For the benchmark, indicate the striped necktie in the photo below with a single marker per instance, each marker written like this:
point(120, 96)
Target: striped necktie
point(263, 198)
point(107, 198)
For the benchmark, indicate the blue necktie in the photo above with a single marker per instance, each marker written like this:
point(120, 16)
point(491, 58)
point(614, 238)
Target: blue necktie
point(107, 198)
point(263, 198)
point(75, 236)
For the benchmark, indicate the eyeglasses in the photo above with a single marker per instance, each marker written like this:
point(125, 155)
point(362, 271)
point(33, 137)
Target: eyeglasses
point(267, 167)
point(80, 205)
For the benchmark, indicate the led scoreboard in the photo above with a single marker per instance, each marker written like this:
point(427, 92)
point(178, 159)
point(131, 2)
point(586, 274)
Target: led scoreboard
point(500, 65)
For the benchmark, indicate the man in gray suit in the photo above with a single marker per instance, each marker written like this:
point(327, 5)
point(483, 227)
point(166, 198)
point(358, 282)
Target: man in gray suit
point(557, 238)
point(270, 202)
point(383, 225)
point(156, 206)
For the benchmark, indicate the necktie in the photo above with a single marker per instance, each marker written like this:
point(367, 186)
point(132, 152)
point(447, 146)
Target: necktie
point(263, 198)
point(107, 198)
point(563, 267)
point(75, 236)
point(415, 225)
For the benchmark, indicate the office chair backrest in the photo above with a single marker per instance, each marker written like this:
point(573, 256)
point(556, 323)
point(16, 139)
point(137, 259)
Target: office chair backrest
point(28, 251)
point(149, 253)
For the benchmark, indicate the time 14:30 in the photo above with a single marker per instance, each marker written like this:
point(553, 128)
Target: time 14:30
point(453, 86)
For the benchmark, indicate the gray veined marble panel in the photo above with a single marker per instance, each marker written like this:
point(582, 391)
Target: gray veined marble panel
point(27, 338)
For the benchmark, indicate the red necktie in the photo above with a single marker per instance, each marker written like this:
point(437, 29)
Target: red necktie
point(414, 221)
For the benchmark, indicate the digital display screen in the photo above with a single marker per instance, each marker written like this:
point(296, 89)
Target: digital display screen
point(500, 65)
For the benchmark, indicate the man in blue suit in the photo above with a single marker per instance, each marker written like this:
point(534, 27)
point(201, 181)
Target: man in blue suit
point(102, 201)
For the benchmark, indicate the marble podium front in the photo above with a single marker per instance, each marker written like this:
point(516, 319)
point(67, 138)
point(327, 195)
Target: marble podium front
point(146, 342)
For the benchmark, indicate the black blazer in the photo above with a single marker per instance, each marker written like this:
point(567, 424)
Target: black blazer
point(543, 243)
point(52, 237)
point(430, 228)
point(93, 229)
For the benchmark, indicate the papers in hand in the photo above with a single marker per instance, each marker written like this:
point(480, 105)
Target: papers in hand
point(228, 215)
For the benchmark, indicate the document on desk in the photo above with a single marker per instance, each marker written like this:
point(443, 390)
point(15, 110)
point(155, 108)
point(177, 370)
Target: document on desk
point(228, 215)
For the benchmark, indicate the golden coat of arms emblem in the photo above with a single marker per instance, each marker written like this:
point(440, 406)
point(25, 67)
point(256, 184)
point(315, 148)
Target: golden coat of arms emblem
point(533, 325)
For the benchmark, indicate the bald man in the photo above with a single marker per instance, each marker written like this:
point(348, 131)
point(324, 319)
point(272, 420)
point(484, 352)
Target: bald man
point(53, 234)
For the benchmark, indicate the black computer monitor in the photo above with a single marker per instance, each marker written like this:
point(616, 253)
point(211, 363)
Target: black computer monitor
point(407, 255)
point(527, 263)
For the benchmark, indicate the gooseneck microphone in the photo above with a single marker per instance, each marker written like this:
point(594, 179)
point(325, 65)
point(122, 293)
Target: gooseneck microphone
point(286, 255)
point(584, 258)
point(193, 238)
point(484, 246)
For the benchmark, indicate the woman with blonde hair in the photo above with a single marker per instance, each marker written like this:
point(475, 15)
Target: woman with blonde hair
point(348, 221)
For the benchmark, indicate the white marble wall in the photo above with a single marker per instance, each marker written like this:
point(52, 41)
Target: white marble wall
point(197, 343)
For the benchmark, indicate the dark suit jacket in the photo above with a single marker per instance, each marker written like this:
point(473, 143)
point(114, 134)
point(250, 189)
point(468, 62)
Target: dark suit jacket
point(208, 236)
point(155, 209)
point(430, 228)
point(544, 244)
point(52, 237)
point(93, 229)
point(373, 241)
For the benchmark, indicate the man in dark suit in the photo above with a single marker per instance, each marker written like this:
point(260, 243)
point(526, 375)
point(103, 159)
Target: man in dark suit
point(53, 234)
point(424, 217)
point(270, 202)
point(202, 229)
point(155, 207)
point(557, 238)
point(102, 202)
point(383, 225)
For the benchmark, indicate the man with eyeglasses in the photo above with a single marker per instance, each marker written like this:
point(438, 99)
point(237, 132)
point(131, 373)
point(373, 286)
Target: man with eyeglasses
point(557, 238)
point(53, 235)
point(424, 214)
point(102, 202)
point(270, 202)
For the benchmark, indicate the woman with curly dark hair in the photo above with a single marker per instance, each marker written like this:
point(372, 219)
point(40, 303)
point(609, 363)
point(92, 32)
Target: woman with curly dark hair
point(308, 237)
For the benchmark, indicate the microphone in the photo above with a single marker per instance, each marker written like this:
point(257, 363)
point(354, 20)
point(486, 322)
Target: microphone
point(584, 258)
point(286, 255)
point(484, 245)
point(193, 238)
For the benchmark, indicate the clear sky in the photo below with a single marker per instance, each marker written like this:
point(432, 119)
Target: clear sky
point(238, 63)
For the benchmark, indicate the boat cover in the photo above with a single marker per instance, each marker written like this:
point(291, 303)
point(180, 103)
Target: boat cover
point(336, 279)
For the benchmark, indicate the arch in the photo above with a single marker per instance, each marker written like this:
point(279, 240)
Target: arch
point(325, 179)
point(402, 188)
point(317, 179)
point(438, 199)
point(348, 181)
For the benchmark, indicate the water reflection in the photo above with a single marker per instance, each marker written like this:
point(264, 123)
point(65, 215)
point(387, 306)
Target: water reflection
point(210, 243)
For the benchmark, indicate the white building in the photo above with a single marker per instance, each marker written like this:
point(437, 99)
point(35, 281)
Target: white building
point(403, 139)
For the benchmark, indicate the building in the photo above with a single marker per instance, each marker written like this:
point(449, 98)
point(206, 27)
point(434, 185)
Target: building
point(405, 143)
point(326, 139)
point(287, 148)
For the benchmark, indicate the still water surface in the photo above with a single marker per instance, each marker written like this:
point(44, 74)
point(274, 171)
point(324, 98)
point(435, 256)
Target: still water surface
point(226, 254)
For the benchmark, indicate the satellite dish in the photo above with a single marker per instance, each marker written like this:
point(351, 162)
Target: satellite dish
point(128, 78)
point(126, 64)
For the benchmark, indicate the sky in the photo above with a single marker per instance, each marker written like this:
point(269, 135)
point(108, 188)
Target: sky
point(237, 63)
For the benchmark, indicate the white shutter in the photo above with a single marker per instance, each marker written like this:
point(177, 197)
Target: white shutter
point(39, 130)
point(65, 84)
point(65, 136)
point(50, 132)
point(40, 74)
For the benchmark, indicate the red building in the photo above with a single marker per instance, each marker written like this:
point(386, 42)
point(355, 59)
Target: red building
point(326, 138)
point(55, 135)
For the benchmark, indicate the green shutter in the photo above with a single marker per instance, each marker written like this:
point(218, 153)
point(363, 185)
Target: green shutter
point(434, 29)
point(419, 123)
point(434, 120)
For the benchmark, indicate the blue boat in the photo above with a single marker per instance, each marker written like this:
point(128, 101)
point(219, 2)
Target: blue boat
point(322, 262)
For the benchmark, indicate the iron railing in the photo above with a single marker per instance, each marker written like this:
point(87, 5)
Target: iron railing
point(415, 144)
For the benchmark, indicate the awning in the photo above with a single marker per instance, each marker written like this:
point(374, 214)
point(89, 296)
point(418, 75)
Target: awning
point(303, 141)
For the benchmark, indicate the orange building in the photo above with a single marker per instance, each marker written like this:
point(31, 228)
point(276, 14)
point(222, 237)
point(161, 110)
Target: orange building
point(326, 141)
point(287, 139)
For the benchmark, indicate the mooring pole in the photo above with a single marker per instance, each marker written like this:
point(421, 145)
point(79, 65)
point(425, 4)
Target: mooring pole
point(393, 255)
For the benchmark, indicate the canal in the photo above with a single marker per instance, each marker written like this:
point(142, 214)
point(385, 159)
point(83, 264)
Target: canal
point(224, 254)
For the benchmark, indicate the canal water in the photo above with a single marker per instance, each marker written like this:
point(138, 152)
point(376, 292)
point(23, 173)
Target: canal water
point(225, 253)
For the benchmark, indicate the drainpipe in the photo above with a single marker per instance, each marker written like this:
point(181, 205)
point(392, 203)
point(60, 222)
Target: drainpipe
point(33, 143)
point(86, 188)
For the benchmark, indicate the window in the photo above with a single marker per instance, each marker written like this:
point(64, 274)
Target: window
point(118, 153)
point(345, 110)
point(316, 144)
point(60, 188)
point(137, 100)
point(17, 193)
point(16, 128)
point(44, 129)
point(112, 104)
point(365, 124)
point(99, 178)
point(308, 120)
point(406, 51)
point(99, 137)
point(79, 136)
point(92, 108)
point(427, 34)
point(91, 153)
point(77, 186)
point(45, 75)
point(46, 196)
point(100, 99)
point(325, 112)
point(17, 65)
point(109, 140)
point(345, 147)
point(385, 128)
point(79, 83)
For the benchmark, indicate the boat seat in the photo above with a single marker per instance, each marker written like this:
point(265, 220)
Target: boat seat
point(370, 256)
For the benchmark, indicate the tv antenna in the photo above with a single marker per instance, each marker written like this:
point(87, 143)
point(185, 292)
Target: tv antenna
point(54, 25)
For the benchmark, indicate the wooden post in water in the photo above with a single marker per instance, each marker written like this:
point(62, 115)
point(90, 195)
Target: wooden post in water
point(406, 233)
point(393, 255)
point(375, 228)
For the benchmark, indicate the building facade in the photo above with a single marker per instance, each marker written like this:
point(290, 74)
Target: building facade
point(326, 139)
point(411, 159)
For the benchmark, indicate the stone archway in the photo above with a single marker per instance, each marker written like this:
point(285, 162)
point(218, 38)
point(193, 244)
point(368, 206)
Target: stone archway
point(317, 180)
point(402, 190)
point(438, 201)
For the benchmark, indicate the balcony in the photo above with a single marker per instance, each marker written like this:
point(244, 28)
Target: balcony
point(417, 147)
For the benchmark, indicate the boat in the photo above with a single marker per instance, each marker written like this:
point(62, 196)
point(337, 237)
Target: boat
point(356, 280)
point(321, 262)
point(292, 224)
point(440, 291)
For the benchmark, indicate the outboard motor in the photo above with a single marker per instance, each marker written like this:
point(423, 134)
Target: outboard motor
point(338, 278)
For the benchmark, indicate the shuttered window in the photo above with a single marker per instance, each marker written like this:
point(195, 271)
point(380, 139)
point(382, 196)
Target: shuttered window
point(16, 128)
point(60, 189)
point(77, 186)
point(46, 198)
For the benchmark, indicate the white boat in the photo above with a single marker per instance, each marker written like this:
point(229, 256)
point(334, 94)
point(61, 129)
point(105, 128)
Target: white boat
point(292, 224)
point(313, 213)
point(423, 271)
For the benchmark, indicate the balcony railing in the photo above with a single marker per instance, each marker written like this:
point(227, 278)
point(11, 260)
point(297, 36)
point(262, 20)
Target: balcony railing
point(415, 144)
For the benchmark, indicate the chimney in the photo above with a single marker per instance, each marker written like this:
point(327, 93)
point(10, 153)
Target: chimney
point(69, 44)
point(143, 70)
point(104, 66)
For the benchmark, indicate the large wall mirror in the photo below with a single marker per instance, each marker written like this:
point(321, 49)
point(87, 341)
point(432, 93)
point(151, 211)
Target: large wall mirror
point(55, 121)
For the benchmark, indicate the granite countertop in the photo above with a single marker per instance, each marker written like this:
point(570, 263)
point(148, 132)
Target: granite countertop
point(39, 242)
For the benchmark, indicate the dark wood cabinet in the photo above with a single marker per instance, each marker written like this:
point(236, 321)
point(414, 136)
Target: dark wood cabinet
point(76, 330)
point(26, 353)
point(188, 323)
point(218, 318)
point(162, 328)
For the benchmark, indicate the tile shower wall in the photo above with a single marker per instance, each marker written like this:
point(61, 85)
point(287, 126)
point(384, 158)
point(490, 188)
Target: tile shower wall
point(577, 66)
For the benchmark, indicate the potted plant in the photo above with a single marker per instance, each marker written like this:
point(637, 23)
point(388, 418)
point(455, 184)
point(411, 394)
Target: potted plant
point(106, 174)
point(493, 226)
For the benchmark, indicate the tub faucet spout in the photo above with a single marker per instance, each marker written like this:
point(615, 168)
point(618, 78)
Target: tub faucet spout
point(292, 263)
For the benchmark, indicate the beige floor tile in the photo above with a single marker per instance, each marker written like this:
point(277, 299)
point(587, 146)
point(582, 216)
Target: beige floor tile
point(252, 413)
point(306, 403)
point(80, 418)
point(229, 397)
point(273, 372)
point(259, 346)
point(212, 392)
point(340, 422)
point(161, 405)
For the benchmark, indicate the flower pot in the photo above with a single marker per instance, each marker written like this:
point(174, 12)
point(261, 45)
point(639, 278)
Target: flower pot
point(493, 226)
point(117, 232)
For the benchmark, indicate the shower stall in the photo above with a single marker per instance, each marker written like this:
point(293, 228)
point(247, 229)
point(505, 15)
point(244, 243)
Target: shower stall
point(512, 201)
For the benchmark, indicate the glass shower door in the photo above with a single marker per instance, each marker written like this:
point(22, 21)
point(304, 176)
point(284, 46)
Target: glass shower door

Direction:
Reproduce the data above word for word, starting at the line that contains "For the benchmark, indicate the microphone" and stopping after the line that contains "point(237, 63)".

Full answer:
For the benchmark, indicate the microphone in the photo above with a single marker per instance, each marker written like this:
point(257, 363)
point(354, 20)
point(486, 322)
Target: microphone
point(584, 258)
point(286, 255)
point(484, 245)
point(193, 238)
For the benchmark, indicate the clear sky in the photo below with a single marker per instance, each marker written like this:
point(432, 119)
Target: clear sky
point(238, 63)
For the benchmark, indicate the boat cover in the photo above with a single marker per instance, each marker written like this:
point(291, 303)
point(180, 103)
Target: boat cover
point(336, 279)
For the benchmark, indicate the arch in the photo above with a single marker per instance, each marker written like this:
point(279, 240)
Target: arch
point(325, 179)
point(402, 188)
point(317, 179)
point(438, 199)
point(348, 181)
For the benchmark, indicate the water reflection in the photo above with a single marker per instance, each marker written like this:
point(264, 123)
point(65, 215)
point(387, 306)
Target: water reflection
point(210, 243)
For the benchmark, indicate the white building in the photo above with a single marker per instance, each marker written like this:
point(437, 99)
point(35, 281)
Target: white building
point(403, 139)
For the benchmark, indicate the building in the photo above with a single marker per instance, each marker written like this:
point(449, 98)
point(206, 27)
point(434, 185)
Target: building
point(405, 143)
point(326, 139)
point(287, 148)
For the benchmark, indicate the still water surface in the photo above with a single marker per instance, each marker written like this:
point(44, 74)
point(274, 171)
point(324, 98)
point(435, 256)
Target: still water surface
point(226, 254)
For the benchmark, indicate the satellite dish in the photo above with a single marker per instance, each marker written like this:
point(351, 162)
Target: satellite dish
point(128, 78)
point(126, 64)
For the benchmark, indicate the sky in the photo above with a single marker per instance, each marker written like this:
point(269, 135)
point(108, 188)
Target: sky
point(237, 63)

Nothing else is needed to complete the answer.